(PASSAGE SHOWN)

I've been running FatLab Web Support for about fifteen years. In that time, I have tried and failed at SEO more times than I can count. My annual resolution to publish a blog post every week has died in February every single year. I have hired a content firm, swore off AI slop, and then produced AI slop anyway. I have spent thousands of dollars on tools I didn't know how to use.
Here's the honest context for why SEO has been such a consistent failure of mine: I'm a web developer. I write code for a living. I'm not a writer, and I'm not a trained SEO professional.
The skills it takes to be a good content marketer, consistent writing output, keyword research intuition, understanding search intent, and editorial discipline are not skills that come naturally to me. They never have. For a long time, I assumed that meant this whole category of work just wasn't for me, and I accepted that trade-off because networking was keeping the business healthy enough.
Then, starting about six months ago, something changed. Our traffic has roughly quadrupled since. I've picked up three new clients in the last month alone. This is the best content marketing result I have ever seen, by a wide margin, from a little agency that had basically given up on the whole thing.
This post is the story of how that happened, and the system I built to produce content that actually ranks, gets cited by AI tools, and doesn't read like every other piece of AI-generated filler on the internet.
A friend of mine who runs another agency asked me to write this up so he could try it too. If you're in the same boat, this one's for you.
The Fifteen-Year Record of Failure
Here's what our traffic looked like for fifteen years.
At our absolute peak in the early days of our SEO efforts, we pulled in around 500 visitors per month. As Google got smarter, the trend went the other way. For most of our history, we averaged 300 to 500 monthly visitors, and the leads from that traffic came in at a rate of maybe four qualified prospects per year. Four. Per year.
The business didn't die because networking carried us. Referrals, partnerships, relationships, and a reputation for doing good work kept the lights on. SEO was this thing I knew I should care about, tried to care about, and kept bouncing off of.
Every year, I'd tell myself this was the year. I'd write out a list of ten blog post topics. I'd bang out eight of them in a sprint, then a client project would blow up, and the last two would sit in a drafts folder forever. I once committed publicly to writing a post a week for a year. I made it to about the end of February.
At one point, I gave up on doing it myself and hired a content firm. They wrote me 500- to 1,000-word generic how-tos, one a week. They were fine. They were also indistinguishable from the other ten thousand generic how-tos on the same topic.
Nothing ranked. No leads came in. I let them go after a few months, probably sooner than I should have, but I couldn't justify the spend against the zero results.

(End PASSAGE SHOWN)
(MATERIAL SHOWN)

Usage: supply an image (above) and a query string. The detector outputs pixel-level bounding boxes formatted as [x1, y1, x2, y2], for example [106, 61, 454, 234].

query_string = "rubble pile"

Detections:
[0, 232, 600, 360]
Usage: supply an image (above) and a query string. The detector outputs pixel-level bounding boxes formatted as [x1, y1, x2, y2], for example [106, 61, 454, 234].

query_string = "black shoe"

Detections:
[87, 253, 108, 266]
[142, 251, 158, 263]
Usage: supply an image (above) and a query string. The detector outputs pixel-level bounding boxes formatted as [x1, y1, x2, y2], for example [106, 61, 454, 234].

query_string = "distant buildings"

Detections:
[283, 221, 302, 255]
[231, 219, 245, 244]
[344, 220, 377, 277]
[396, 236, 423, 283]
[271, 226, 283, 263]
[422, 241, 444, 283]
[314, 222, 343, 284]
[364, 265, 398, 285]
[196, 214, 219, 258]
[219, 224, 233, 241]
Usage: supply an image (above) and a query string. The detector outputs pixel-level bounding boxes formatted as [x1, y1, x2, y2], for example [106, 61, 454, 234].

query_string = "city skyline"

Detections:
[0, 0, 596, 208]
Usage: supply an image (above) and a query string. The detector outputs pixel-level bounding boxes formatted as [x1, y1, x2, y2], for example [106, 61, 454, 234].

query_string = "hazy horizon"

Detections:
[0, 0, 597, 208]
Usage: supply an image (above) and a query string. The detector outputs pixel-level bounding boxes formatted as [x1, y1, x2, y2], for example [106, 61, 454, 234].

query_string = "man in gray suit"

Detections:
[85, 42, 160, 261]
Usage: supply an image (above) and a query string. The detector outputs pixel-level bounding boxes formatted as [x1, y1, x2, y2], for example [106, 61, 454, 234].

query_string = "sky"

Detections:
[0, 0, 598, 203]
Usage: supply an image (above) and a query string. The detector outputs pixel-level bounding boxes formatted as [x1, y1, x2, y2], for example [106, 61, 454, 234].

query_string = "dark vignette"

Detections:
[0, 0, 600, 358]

(End MATERIAL SHOWN)

# TASKS
1. In the account of FatLab Web Support's SEO struggles, what kind of articles did the hired content firm write?
2. Continue the account of FatLab Web Support's SEO struggles from the point where it stops.

# RESPONSES BY ITEM NUMBER
1. The firm wrote generic how-to articles of 500 to 1,000 words, one a week.

2.
I bought every SEO tool you can think of. SEMrush. Screaming Frog. Ahrefs. More than once. Each time, I convinced myself the tool would be the thing that cracked it. Each time, I ended up staring at dashboards full of data I didn't really know what to do with.
Estimated search volume doesn't mean traffic. Keyword difficulty is abstract until you understand your own domain authority. I was paying for intelligence I couldn't act on.
This was the pattern for fifteen years. Big push, fizzle, guilt, give up, try again next year. If you're running a small agency or a consulting practice and this sounds painfully familiar, I'm with you. It was a running joke in my head, and when I mentioned it to other business owners, most of them laughed uncomfortably because they're living the same cycle.
The AI Slop Detour
About a year and a half ago, I thought I'd finally cracked it. The tools had gotten good enough that I could automate the whole thing.
I built a system with Make.com that fed topics from a Google Sheet into Perplexity, which wrote full articles. Make.com then generated a featured image and published the post directly to our site. I was so pleased with myself. It felt like cheating for about a week.
Over the following months, that system produced somewhere between 150 and 200 blog posts. It was a cool technical achievement. And looking back, a year and a half ago, Claude Code wasn't really out yet, Perplexity was genuinely impressive, and this kind of automated pipeline was cutting-edge.
The posts didn't rank. Not one meaningful position.
They got impressions. I now know those impressions were coming from ranking on page four or five, where nobody clicks. The articles were factually okay, reasonably well written, and completely, thoroughly generic.
There was no personal experience in them. No opinion. No specific client story. Nothing that made them mine, and more importantly, nothing that signaled Experience, Expertise, Authoritativeness, or Trustworthiness to Google. I'm not an SEO expert, but Google clearly knew exactly what was going on.
Six months ago, I deleted all of them. Every one.
That was painful. It was also freeing. I had proven to myself that the problem was not effort, not volume, not even technology. The problem was that none of those posts had any of me in them.
The Lightbulb Moment
The shift happened when I started getting comfortable with Claude Code.
I was using it for development work, and I had this realization: this tool can actually know things about my company and me. I can feed it my services, my case studies, my perspective, my voice. And then it can ask me questions, real questions, about what I actually think on a topic, what I've actually seen in client work, what I'd actually say to a prospect.
And once it has those answers, it can write.
That was the unlock. We already knew AI could generate blog posts. We knew those posts were slop. The missing piece was a structured way to scale the author's experience into the writing process, without the author having to sit down and draft every post from scratch.
I started building a workflow around that idea. Research first, then a structured interview with me, then drafting. The first time I produced a full topical cluster, roughly ten connected blog posts covering one area of our business, in a matter of hours, I knew I was onto something.
What's Actually Happening Now
Six months in, here's what the numbers look like. These are screenshots straight from my Ahrefs account.
First, a six-month snapshot of AI citations, backlinks, and search visibility:

The leftmost panel is the one that still surprises me. We went from effectively zero AI citations to a substantial, consistent number. Our content is being referenced by AI search tools, Perplexity, ChatGPT's web search, and Google's AI Overviews in a way that nothing we've ever published has been.
I think this is the E-E-A-T signal paying off. AI search seems to reward the same first-hand experience markers that Google does.
The middle panel shows that our domain rating has increased by roughly 5 points over the past 6 months. The right panel shows search visibility going from near zero to a healthy, sustained number.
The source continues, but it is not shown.